Your job is to retype the records exactly while dropping every picture.

---------------

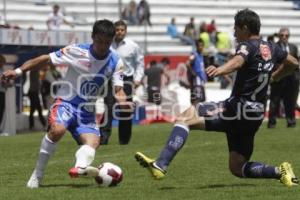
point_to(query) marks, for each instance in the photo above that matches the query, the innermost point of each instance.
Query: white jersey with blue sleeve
(85, 75)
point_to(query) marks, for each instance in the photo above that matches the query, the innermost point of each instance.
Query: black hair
(165, 61)
(248, 18)
(153, 62)
(198, 41)
(104, 27)
(120, 23)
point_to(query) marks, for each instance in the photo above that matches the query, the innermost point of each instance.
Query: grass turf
(200, 171)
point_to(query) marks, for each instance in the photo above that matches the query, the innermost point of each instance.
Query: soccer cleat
(34, 181)
(288, 177)
(149, 163)
(90, 171)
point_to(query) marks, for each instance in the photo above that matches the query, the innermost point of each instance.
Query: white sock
(46, 150)
(85, 156)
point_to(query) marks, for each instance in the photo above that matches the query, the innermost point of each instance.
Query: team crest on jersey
(108, 71)
(243, 50)
(265, 52)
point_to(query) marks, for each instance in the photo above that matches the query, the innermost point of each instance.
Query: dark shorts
(223, 117)
(154, 95)
(197, 94)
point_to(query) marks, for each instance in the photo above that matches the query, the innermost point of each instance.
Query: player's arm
(189, 64)
(139, 70)
(230, 66)
(286, 68)
(35, 63)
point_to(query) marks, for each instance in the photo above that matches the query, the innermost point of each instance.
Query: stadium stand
(274, 14)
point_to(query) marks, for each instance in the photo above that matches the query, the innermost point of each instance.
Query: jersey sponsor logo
(243, 50)
(84, 63)
(89, 89)
(58, 53)
(265, 52)
(108, 71)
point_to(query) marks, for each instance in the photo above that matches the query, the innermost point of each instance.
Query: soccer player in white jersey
(89, 68)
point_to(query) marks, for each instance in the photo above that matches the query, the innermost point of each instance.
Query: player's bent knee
(90, 139)
(236, 162)
(56, 132)
(190, 118)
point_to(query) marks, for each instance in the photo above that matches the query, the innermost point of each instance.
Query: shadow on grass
(70, 185)
(213, 186)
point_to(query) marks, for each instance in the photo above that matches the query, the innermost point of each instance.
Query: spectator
(143, 12)
(211, 30)
(133, 59)
(153, 74)
(190, 30)
(130, 13)
(172, 31)
(56, 18)
(2, 89)
(34, 96)
(287, 88)
(196, 73)
(203, 35)
(272, 38)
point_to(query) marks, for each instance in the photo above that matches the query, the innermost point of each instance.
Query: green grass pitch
(199, 171)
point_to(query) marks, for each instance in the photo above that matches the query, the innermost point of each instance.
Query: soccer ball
(109, 175)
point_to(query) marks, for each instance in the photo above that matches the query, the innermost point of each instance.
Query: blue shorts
(240, 132)
(77, 120)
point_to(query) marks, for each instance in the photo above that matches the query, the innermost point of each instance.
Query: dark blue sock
(260, 170)
(174, 144)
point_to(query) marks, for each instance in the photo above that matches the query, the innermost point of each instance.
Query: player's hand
(7, 76)
(137, 84)
(127, 106)
(211, 71)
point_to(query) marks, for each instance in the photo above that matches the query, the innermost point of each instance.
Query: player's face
(101, 44)
(120, 33)
(284, 36)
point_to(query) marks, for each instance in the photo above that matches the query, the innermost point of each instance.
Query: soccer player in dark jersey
(257, 62)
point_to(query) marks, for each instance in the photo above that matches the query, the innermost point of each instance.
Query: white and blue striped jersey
(85, 74)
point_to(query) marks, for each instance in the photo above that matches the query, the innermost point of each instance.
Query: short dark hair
(121, 23)
(249, 18)
(105, 27)
(198, 41)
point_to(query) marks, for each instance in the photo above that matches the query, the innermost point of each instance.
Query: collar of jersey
(95, 55)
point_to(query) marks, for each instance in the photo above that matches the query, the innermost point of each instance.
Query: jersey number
(263, 80)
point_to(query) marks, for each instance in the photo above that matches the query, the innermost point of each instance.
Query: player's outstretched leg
(288, 177)
(175, 142)
(46, 150)
(150, 164)
(84, 157)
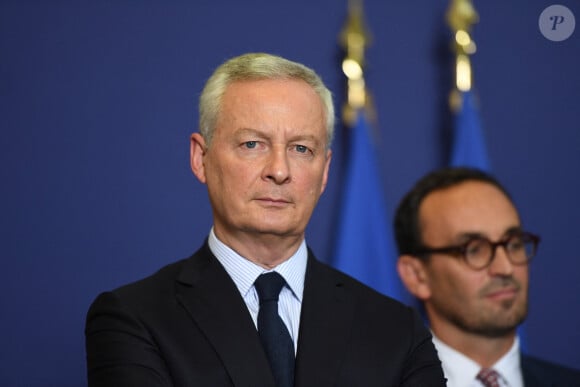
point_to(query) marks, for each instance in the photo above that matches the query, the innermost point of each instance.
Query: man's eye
(301, 148)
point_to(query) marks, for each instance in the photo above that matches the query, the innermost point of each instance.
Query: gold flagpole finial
(354, 38)
(461, 16)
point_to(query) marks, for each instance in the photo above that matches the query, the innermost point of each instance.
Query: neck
(484, 350)
(266, 250)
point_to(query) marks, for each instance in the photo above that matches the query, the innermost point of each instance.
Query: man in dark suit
(263, 151)
(464, 254)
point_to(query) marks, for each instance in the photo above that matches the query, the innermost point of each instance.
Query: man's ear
(197, 151)
(413, 274)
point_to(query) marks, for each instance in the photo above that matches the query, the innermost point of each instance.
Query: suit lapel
(213, 301)
(326, 319)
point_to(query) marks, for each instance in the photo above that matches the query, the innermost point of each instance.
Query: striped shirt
(244, 273)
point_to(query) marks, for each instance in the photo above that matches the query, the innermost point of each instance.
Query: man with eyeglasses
(464, 255)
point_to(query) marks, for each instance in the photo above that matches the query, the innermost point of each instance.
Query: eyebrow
(469, 235)
(261, 134)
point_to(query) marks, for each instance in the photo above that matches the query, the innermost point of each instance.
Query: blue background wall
(97, 100)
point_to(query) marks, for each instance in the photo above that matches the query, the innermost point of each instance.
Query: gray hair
(257, 66)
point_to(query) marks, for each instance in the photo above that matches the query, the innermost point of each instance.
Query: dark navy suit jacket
(188, 325)
(540, 373)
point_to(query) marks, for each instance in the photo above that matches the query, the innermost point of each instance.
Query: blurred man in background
(465, 254)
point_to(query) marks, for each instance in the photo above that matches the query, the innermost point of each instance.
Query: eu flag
(364, 241)
(469, 143)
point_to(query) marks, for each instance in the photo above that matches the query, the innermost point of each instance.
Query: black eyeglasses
(479, 252)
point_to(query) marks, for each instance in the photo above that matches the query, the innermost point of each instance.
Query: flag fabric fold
(469, 148)
(364, 245)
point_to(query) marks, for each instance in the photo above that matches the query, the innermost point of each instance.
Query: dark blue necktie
(273, 332)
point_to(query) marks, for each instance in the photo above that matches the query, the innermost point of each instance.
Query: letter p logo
(557, 23)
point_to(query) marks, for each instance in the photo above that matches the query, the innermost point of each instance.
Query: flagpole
(354, 38)
(461, 16)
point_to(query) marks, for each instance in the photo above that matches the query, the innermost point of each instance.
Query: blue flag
(364, 241)
(469, 143)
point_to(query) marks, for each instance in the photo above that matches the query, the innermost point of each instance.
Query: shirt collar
(244, 272)
(462, 371)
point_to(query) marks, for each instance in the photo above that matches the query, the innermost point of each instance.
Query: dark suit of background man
(465, 255)
(263, 150)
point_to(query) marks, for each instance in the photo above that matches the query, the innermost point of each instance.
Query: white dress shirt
(244, 273)
(461, 371)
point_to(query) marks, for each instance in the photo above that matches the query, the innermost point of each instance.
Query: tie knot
(488, 377)
(268, 286)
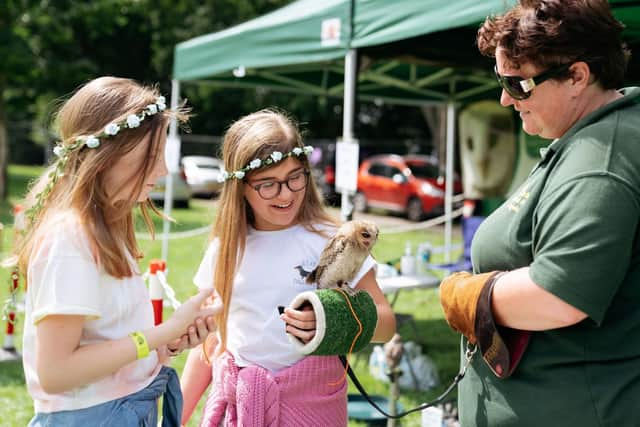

---------------

**WRITTEN REPLY:**
point_to(query) marks, for each instance in the photo above that matches the query, the innermost point of each instance.
Query: white jersey with blue sleeve
(85, 75)
point_to(query) marks, for each instance in the photo above that matches the query, the innermost point of each instance.
Query: black hair
(165, 61)
(248, 18)
(153, 62)
(198, 41)
(104, 27)
(120, 23)
point_to(query) marks, for each instance in the photo above that matches the query, the innermost point of each instance.
Query: grass turf
(200, 171)
point_to(query) marks, for each instance in the photo above that matches the query, the innermost point of each instance.
Query: soccer cleat
(34, 181)
(288, 177)
(149, 163)
(90, 171)
point_to(query) marks, for each instance in the photo above that matches the query, the innermost point of each instance.
Query: white sock
(46, 150)
(85, 156)
point_to(query) marks, for each instance in the photo above that matches the query, the innermost point of each instance.
Query: team crest on jersey
(108, 71)
(243, 50)
(265, 52)
point_to(query) marks, for each instance in the photo above that matches the query, the innermost point of each instance.
Query: dark shorts
(223, 117)
(154, 95)
(197, 94)
point_to(query) marks, for each instance in the photo above that matches the query, the innermost point of each instance.
Query: player's arm
(189, 64)
(139, 70)
(230, 66)
(286, 68)
(35, 63)
point_to(query) marks, for each instance in the photo above that matches the query, the innermost point of each instance.
Query: stadium stand
(274, 14)
point_to(query) marks, for each instance in the photo above that matches the query, the innermost point of each instance.
Query: jersey sponsor logo
(243, 50)
(84, 63)
(89, 89)
(58, 53)
(265, 52)
(108, 71)
point_to(query) marks, for each instance in the photo above that matches the query, the innermost point of each instance.
Query: soccer player in white jersey
(89, 68)
point_to(query) marks, for each instance in the photo above that matches the query, the innermost point of each instance.
Query: player's bent knee
(90, 139)
(236, 162)
(56, 132)
(190, 118)
point_to(query) marks, for each instance in the photo above that matches the query, the innermost point of each instance.
Query: shadow on grass
(70, 185)
(213, 186)
point_to(query) marks, for each instance in the photo above that matches the query, the innermost point of each instance.
Query: spectator
(143, 12)
(211, 30)
(133, 59)
(153, 74)
(190, 30)
(130, 13)
(172, 31)
(56, 18)
(2, 89)
(34, 96)
(287, 88)
(196, 73)
(203, 35)
(272, 38)
point_to(query) marks, for each instance in the photo above that matches the query, the innermost point of each instance.
Query: green grass pitch
(199, 171)
point_to(query) marks, for each instance in the photo above that matches the query, the innermost point of each instance.
Query: soccer ball
(109, 175)
point_to(query) marks, for each instance in the photo above that matches the query, the innermost point of each instance.
Query: blue shorts
(240, 132)
(77, 120)
point_to(query) marks, for each instance in the photo above that matches the query, the innermost point of each instance.
Query: dark blue sock
(260, 170)
(174, 144)
point_to(query) marks, for each instance in the photo above that matches the query, the innermost point of each instance.
Query: player's hand
(7, 76)
(137, 84)
(127, 106)
(211, 71)
point_to(query) marks, for each instance in the photo above that matches the query, the innermost point of each instance.
Query: player's face
(101, 44)
(120, 33)
(284, 36)
point_to(query) marks, for each instance in the photo above that matches the query, the innermost point of each instance.
Query: soccer player in dark jersey
(257, 62)
point_to(query) marks, for each instance in the photo above that matches the query, the innermost point of each instance.
Query: white and blue striped jersey
(85, 74)
point_to(query) marks, for each instance in the photo above that matches the query, the innermost point of each instance.
Query: short dark hair
(121, 23)
(249, 18)
(105, 27)
(198, 41)
point_to(query) marks, for each instance in the photo above that matches the query, the innermost point of each instance.
Query: collar of jersey
(95, 55)
point_to(query) marks, for each instance in the photo above that matches the query, the innermost point of each instance.
Query: jersey number
(263, 80)
point_to(query) marks, for each instance in the photo above that matches the query, the innermost point of each instance.
Query: player's outstretched leg
(288, 177)
(175, 142)
(46, 150)
(150, 164)
(84, 157)
point_to(query) marks, for each instance in the photo above that matches the query, the innermost point of each instance.
Query: man's eye
(301, 148)
point_to(query) marks, for each instance in the photo above that matches the query, the innermost point of each instance.
Query: gold flagpole finial
(354, 38)
(461, 16)
point_to(query) marks, for each instance in the photo above that matches the query, the innermost point of each instance.
Query: neck
(484, 350)
(266, 250)
point_to(query) marks, for each instance in the photo above that matches the query, the innermost point of each instance.
Query: man in dark suit
(263, 151)
(464, 254)
point_to(query) marks, for each instance in the photo above that matches the query, the innermost point of each instance.
Query: man's ear
(197, 151)
(413, 274)
point_to(query) marks, for each instance in the photo above that matches the query, the innermost point of each instance.
Query: suit lapel
(213, 301)
(326, 319)
point_to(query) marks, for each instance in the photo above that matches the query, the innermost point of each instance.
Query: striped shirt
(244, 273)
point_to(query) marks, for each instance in the photo above that matches the query, the innermost point of each instance.
Query: man with eyeglasses
(464, 255)
point_to(query) marks, for each instance in the photo above that matches the query, the innermost point of each instance.
Query: eyebrow
(469, 235)
(261, 134)
point_to(query) marks, for each instance in the photo above that matches the query, the innermost point of each instance.
Query: blue background wall
(97, 100)
point_to(query) marks, for each instance in the photo above that matches the query, the innermost point of each instance.
Query: gray hair
(257, 66)
point_to(query) marks, for each instance in the photo above that matches the query, the innermost point of each instance.
Query: dark navy suit jacket
(188, 325)
(540, 373)
point_to(query) marks, for each instance in the photo above that matches the query, the innermost point of each instance.
Query: blurred man in background
(465, 254)
point_to(query) marks, for each instance in the photo above that matches the query, the innermost point of each instance.
Query: eu flag
(364, 241)
(469, 143)
point_to(query) marks, for each instance in the photo above that matches the query, the innermost point of each instance.
Query: black eyeglasses
(479, 252)
point_to(query) marks, for each instance in the photo above that matches the query, the innermost point of each instance.
Query: flag fabric fold
(469, 148)
(364, 245)
point_to(query) marks, for each instance in the photo above that matches the query, the innermost point of each instance.
Query: dark blue necktie
(273, 332)
point_to(query) marks, for each instance in the photo above that matches the query, the innermost point of each instance.
Query: letter p logo
(557, 23)
point_to(query) marks, for each instance in the photo above that matches the query, the innermost point of each instance.
Query: flagpole
(354, 38)
(461, 16)
point_to(query) marks, for each instance in the photo above that matches the query, the innermost point of each instance.
Query: blue flag
(364, 241)
(469, 143)
point_to(query) marks, for each instance in the photo above that matches the query, the innermost point of each instance.
Query: shirt collar
(244, 272)
(462, 371)
point_to(query) marks, for each instance in the photo above that matches the query, the innermost point of each instance.
Query: dark suit of background man
(465, 255)
(263, 150)
point_to(query) marks, for each instance in the photo above that matches the query, the innermost point of each instance.
Query: white dress shirt
(244, 273)
(461, 371)
point_to(query) marks, for each instance in the photo above that matches the query, the innermost point of each instance.
Query: tie knot
(488, 377)
(268, 286)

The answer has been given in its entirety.